- Task prompt -
Render every row below as a JSON array of strings, with one string per line and any blank lines omitted.

- Data excerpts -
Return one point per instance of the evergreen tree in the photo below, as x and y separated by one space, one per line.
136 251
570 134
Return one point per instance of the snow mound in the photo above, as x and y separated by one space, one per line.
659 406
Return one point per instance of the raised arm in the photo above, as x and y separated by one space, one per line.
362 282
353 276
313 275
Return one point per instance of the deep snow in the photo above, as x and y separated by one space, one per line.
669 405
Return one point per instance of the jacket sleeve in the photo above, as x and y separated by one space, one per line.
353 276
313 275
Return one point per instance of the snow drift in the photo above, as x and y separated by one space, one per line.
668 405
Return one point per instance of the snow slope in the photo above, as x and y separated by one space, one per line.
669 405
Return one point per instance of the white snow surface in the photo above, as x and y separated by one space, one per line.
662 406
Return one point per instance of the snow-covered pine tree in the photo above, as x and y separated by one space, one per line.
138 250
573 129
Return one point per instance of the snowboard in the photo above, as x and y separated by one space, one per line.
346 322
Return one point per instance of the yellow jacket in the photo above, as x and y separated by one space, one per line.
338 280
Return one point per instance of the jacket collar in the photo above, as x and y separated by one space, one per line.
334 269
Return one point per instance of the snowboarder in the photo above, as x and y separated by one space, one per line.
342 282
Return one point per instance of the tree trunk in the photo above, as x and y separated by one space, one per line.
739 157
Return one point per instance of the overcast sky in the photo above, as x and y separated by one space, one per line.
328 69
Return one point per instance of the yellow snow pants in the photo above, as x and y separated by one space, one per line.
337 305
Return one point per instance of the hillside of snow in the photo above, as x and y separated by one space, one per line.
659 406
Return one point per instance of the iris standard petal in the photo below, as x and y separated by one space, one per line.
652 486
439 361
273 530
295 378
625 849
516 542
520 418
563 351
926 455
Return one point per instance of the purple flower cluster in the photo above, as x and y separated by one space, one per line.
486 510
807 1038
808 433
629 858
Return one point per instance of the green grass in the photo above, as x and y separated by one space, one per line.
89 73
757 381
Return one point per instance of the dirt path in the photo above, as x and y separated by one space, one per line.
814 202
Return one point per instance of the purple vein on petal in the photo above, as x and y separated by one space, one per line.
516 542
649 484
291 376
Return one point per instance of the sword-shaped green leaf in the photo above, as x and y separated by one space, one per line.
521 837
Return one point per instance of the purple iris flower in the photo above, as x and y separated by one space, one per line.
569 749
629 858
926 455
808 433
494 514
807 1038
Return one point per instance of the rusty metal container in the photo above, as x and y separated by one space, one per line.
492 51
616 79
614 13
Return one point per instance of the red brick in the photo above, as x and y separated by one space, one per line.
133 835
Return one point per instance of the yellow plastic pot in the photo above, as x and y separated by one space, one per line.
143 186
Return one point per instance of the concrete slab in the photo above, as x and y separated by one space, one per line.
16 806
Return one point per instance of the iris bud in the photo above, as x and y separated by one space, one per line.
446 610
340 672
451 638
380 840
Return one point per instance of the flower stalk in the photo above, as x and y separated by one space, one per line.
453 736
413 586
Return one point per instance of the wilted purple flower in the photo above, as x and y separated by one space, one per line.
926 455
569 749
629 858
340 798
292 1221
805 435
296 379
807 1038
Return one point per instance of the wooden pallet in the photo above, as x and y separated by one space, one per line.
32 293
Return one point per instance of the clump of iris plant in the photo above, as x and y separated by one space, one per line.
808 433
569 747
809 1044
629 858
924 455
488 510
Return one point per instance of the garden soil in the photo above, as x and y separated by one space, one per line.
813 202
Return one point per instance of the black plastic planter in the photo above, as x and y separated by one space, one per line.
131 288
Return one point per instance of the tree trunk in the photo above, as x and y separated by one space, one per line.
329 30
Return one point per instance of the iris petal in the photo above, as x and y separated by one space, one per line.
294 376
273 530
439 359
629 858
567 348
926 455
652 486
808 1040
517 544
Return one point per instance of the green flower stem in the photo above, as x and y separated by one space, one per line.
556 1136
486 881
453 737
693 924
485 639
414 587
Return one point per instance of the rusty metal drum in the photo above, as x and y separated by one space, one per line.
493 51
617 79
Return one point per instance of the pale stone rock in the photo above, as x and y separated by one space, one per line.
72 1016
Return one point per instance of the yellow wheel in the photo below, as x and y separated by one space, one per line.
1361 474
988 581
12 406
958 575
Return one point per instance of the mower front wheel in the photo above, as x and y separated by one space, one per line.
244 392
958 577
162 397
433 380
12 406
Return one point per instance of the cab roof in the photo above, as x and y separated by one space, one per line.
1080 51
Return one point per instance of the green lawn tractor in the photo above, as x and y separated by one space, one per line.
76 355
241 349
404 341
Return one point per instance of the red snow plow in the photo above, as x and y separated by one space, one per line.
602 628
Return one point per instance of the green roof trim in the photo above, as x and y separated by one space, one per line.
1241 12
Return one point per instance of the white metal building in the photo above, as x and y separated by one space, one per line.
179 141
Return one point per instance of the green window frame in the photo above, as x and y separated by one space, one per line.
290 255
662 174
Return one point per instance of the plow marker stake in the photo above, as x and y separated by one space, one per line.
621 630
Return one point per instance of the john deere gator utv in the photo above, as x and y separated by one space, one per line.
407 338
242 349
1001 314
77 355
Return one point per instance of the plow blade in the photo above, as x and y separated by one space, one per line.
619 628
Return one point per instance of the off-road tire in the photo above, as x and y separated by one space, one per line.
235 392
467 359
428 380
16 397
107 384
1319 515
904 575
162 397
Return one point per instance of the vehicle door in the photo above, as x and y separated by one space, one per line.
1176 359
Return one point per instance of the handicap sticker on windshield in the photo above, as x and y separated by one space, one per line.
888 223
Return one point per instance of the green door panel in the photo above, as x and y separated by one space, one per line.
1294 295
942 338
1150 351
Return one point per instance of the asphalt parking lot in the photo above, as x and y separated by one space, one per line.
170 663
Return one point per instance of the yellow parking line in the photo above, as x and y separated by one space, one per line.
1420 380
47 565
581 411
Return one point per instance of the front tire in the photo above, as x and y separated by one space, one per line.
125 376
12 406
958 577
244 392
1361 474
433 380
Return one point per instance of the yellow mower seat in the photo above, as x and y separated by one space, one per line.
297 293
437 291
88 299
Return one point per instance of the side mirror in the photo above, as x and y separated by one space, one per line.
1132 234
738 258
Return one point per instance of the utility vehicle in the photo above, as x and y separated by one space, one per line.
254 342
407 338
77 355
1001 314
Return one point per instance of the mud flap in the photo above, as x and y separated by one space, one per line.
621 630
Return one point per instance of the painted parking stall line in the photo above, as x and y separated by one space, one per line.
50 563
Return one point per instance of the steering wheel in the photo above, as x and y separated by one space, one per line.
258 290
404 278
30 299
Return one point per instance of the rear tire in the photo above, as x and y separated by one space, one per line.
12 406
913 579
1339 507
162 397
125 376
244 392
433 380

- Result below -
[
  "Return one point per instance of the evergreen tree in the photo below, as x and y separated by one space, one per line.",
  "136 251",
  "570 134",
  "Return one point per instance of the snow mound in the photo above, as x and y separated by one space, one per line.",
  "659 406",
  "Return one point per instance of the raised arm in the photo above, as x and y separated by one space, one per line.",
  "362 282",
  "353 276",
  "313 275",
  "Return one point per instance of the deep snow in the photo above, as x and y separated by one space, one per line.",
  "669 405",
  "Return one point per instance of the jacket sleeve in the photo above, as x and y separated by one space, one per line.",
  "353 276",
  "313 275",
  "Return one point per instance of the snow drift in the photo above, as x and y separated by one space, one per line.",
  "668 405",
  "Return one point per instance of the snow slope in the photo above, as x and y separated by one space, one per line.",
  "669 405",
  "Return one point per instance of the white snow surface in the photo above, as x and y separated by one space, one per line.",
  "662 406",
  "Return one point per instance of the snow-covered pine tree in the photo above, as x and y separated by one space, one per line.",
  "138 250",
  "573 129",
  "Return one point per instance of the snowboard in the photo above, as x and y separated by one space, one per line.",
  "346 322",
  "Return one point per instance of the yellow jacket in the photo above, as x and y separated by one space, one per line.",
  "338 280",
  "Return one point per instance of the jacket collar in the photo above, as x and y separated by one space, one per line.",
  "334 269",
  "Return one point per instance of the snowboarder in the photo above, as x and y separated by one space, one per line.",
  "342 282",
  "Return one point per instance of the tree trunk in the photo above, as x and y separated by one space, one per line.",
  "739 157",
  "Return one point per instance of the overcast sky in the photo above, as x and y separated by one space, one per line.",
  "328 69",
  "Return one point per instance of the yellow snow pants in the photo above, as x and y separated by one space, one per line.",
  "337 305",
  "Return one point per instance of the hillside of snow in the photo above, as x and y separated by one space, one per line.",
  "659 406",
  "Return one point per instance of the iris standard petal in the photo below, as x and y separated by one space, one per line.",
  "652 486",
  "439 361",
  "273 530",
  "295 378",
  "625 849",
  "516 542",
  "520 418",
  "563 351",
  "926 455",
  "Return one point per instance of the purple flower cluster in the photo above, as x and y separated by one space, one per line.",
  "486 510",
  "807 1038",
  "808 433",
  "629 858",
  "Return one point per instance of the green grass in the photo above, as x and y separated by one space, one per line.",
  "89 73",
  "757 381",
  "Return one point per instance of the dirt path in the photo above, as x and y separated by one space, one per line.",
  "814 202",
  "Return one point per instance of the purple vein on petal in the photo above, as x and y separated by one space, one per line.",
  "516 542",
  "649 484",
  "291 376",
  "Return one point per instance of the sword-shaped green leaf in the photo above, as x and y separated by one space, one per line.",
  "521 837",
  "Return one point per instance of the purple iris flower in the photo above, as x and y separated by one space, one per line.",
  "569 749",
  "629 858",
  "926 455",
  "808 433",
  "494 514",
  "807 1038",
  "Return one point per instance of the rusty metal container in the photo above, as x and y separated by one space, one per line.",
  "492 51",
  "616 79",
  "614 13",
  "Return one point per instance of the red brick in the photo above, as x and y separated by one space, one per line.",
  "133 835",
  "Return one point per instance of the yellow plastic pot in the photo above, as x and y separated by one space, one per line.",
  "143 186",
  "Return one point per instance of the concrete slab in the photo above, as x and y separated by one space, one per line.",
  "16 806",
  "Return one point per instance of the iris bud in the photo above, as x and y separated by one space, one per line.",
  "446 610",
  "340 672",
  "451 638",
  "380 840",
  "Return one point per instance of the flower stalk in the photo above, as x and y separated by one space, one per line.",
  "453 736",
  "413 586",
  "Return one point per instance of the wilted purple flower in the photo above, as x and y separated by one space, one per line.",
  "926 455",
  "569 749",
  "629 858",
  "340 798",
  "292 1221",
  "805 435",
  "296 379",
  "807 1038",
  "Return one point per instance of the wooden pallet in the photo above, as x and y separated by one space, one per line.",
  "32 293",
  "Return one point per instance of the clump of iris plant in the photo above, as x and y separated by one space, one per line.",
  "808 433",
  "569 747",
  "809 1044",
  "629 858",
  "924 455",
  "488 510",
  "Return one point per instance of the garden soil in the photo above, as x and y separated by one space, one per line.",
  "813 202",
  "Return one point per instance of the black plastic planter in the photo above, as x and y separated by one space, one per line.",
  "131 288",
  "Return one point per instance of the tree trunk in the photo above, as x and y separated by one space, one per line.",
  "329 30",
  "Return one point per instance of the iris petal in the photo above, as x and y separated by one space, one per line.",
  "294 376",
  "273 530",
  "439 359",
  "629 858",
  "567 348",
  "926 455",
  "652 486",
  "808 1040",
  "517 544",
  "Return one point per instance of the green flower stem in the photo above, as x and y separated by one space, one per line.",
  "556 1136",
  "486 881",
  "453 737",
  "693 924",
  "485 639",
  "414 587",
  "Return one point per instance of the rusty metal drum in the photo above, as x and y separated by one space, one per line.",
  "493 51",
  "617 79",
  "Return one point per instance of the pale stone rock in the photo above, as x and y separated by one space, one per line.",
  "72 1016",
  "Return one point per instance of the yellow wheel in the photo below, as x and y separated by one space, one per line.",
  "1361 474",
  "988 581",
  "12 406",
  "958 575",
  "Return one point per instance of the mower front wheel in the photo above, as x and y separated by one space, one per line.",
  "244 392",
  "958 577",
  "162 397",
  "433 380",
  "12 406",
  "Return one point per instance of the cab roof in the photo above, as x and y separated by one space, one per line.",
  "1080 51",
  "Return one point per instance of the green lawn tractor in the photo above, as x and y separated by one space, one per line.",
  "76 355",
  "241 349",
  "404 341",
  "Return one point per instance of the red snow plow in the photo above, as x and y separated by one space, one per line.",
  "602 628",
  "Return one point per instance of the green roof trim in the photo above, as x and y separated by one space, one per line.",
  "1241 12",
  "Return one point per instance of the white metal building in the photo above, as x and y separated by one space, one per line.",
  "179 141",
  "Return one point per instance of the green window frame in the photo above, as x and y separated by one space, one per line.",
  "290 255",
  "662 174",
  "Return one point per instance of the plow marker stake in the photo above, as x and y separated by one space, one per line.",
  "621 630",
  "Return one point per instance of the john deere gator utv in the photo above, as x and y separated by one space, one per line.",
  "407 338",
  "242 349",
  "1001 314",
  "77 355",
  "Return one point per instance of the plow blade in the photo above, as x and y separated by one space, one per line.",
  "619 628",
  "Return one point per instance of the off-road tire in the photo above, as x and y separated by one space, one per line.",
  "235 392",
  "467 359",
  "428 380",
  "16 397",
  "107 384",
  "1319 515",
  "904 575",
  "162 397",
  "Return one point per instance of the vehicle door in the photo above, as x and y separated by one space, one per line.",
  "1176 359",
  "Return one point per instance of the handicap sticker on windshield in the photo above, as x and y separated by one space, one per line.",
  "888 223",
  "Return one point per instance of the green door panel in the photo above, as x and y separated by one space, one per line.",
  "1294 295",
  "942 338",
  "1150 351",
  "Return one point per instance of the asphalt parking lot in the photo above, as x and y separated by one space, one per line.",
  "170 663",
  "Return one point per instance of the yellow parking line in the photo above, as x and y separated by one space, one per line.",
  "1420 380",
  "47 565",
  "581 411",
  "Return one point per instance of the front tire in the photo above, as x and y separated by one space, one per line.",
  "125 376",
  "12 406",
  "958 577",
  "244 392",
  "1361 474",
  "433 380",
  "Return one point per instance of the yellow mower seat in the photo above, as x and y separated by one space, one per line.",
  "297 293",
  "437 291",
  "88 299",
  "Return one point per instance of the side mirror in the photo above, as x and y separated by one space, one per line.",
  "1132 234",
  "738 258",
  "Return one point per instance of the utility vehicle in the photo above, as x and y separated by one space, one per line.",
  "254 342",
  "407 338",
  "77 355",
  "1001 314",
  "Return one point per instance of the mud flap in the photo above, as x and y separated by one space, one per line.",
  "621 630",
  "Return one point per instance of the painted parking stall line in the photo above, as x and y separated by one space, one per line.",
  "50 563",
  "Return one point per instance of the steering wheel in the photo above, as x and y separated by one space, one per line.",
  "258 290",
  "404 278",
  "30 299",
  "Return one point per instance of the rear tire in the photo above, as x and y separated by one space, one per line.",
  "12 406",
  "913 579",
  "1339 507",
  "162 397",
  "125 376",
  "244 392",
  "433 380"
]